Write out the records below again, switching every "laid out like" to "formatted as" and leaving everything else as it is.

===== The input

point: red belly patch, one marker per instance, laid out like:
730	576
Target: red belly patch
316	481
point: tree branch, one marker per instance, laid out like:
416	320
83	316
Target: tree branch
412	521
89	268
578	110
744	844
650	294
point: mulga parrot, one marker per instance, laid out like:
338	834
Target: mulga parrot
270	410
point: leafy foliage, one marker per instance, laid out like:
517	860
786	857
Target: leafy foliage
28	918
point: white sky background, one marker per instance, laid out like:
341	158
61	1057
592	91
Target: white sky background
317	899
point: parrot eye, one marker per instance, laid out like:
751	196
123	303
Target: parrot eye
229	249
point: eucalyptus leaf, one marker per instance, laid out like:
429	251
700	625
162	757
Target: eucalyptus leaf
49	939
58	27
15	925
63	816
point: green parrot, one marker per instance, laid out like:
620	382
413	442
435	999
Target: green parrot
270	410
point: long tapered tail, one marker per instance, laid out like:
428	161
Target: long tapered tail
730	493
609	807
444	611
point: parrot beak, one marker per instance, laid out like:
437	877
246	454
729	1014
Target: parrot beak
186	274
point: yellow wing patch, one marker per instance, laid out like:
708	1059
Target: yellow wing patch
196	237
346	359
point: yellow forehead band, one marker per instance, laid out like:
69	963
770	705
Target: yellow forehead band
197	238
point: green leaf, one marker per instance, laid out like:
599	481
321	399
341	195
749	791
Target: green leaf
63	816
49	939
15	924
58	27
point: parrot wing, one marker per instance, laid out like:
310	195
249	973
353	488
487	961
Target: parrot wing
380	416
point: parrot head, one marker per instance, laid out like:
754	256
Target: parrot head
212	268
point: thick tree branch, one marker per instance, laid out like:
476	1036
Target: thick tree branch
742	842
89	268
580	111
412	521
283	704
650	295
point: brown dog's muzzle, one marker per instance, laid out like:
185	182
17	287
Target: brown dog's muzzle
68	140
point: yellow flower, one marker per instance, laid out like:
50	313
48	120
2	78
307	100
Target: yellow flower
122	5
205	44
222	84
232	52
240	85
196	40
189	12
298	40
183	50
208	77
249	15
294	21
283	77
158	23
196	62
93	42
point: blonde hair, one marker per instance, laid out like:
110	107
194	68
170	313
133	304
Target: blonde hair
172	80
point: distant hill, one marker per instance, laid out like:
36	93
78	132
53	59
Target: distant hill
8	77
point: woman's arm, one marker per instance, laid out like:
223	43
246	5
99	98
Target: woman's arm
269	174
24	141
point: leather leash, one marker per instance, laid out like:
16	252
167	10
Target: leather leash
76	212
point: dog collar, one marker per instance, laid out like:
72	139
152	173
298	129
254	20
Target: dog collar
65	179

==========

_Solution for this task:_
point: red belly patch, one marker per instance, formatted as:
730	576
Target: red belly patch
316	481
point: tree branch, one marker per instance, formatted as:
416	320
83	316
Target: tree branch
412	521
89	268
578	110
744	844
650	294
point: mulga parrot, one marker per instance, formatted as:
338	834
Target: mulga parrot
270	410
point: leafy foliage, one marker per instance, formatted as:
517	860
786	857
Target: leafy foliage
28	918
point: white sky background, one marker per instance, formatted as:
341	158
61	1057
592	91
Target: white sky background
317	899
point: parrot eye, one marker per instance, formatted as:
751	196
123	303
Target: parrot eye
229	249
point: eucalyptus leaf, one marker per instance, formatted as:
429	251
700	625
162	757
Target: eucalyptus leaf
49	939
58	27
15	925
63	816
point: green parrot, one marker per instance, formatted as:
620	382
413	442
435	999
Target: green parrot
270	410
point: long tapered tail, one marker per instance, formatted as:
428	161
Target: long tapered tail
730	493
609	807
444	611
point: parrot beak, one marker per instance, formatted as:
437	877
246	454
729	1014
Target: parrot beak
186	274
point: yellow wing patch, one marker per instance, formatted as:
708	1059
Target: yellow wing patch
196	237
346	359
point: yellow forehead band, one marker per instance, formatted as:
69	963
770	705
Target: yellow forehead band
197	238
point: green leaf, one marker per instance, formatted as:
599	481
321	399
341	195
749	791
Target: green leaf
63	816
49	939
15	924
58	27
point: parrot wing, one marker per instance, formatted as:
310	195
249	973
353	488
487	961
Target: parrot wing
380	416
point: parrot head, one marker per instance, formatted as:
754	256
Target: parrot head
212	268
point: thick tree branch, one marker per instance, formatted as:
476	1036
Target: thick tree branch
742	842
89	268
580	111
412	521
283	704
650	295
point: brown dog's muzzle, one marker per instance, formatted as:
185	182
17	287
Target: brown dog's muzzle
68	140
point: yellow flower, one marker per instance, formatted as:
50	313
48	120
2	78
307	100
Target: yellow flower
122	5
205	44
222	84
232	52
240	85
196	40
189	12
298	40
183	50
208	77
249	15
294	21
283	77
158	23
196	62
93	42
point: blonde hair, one marker per instance, formatted as:
110	107
194	68
170	313
133	304
Target: blonde hair
172	80
point: distant hill, one marker per instance, formatted as:
36	93
78	132
53	59
Target: distant hill
8	77
point: woman's arm, one marker per instance, formatted as:
223	43
246	5
99	98
Target: woman's arm
269	174
24	141
point: leather leash, one marker per instance, formatted as:
16	252
167	10
Target: leather leash
76	212
point: dog collar, one marker per instance, formatted as:
72	139
152	173
298	129
254	20
Target: dog collar
65	179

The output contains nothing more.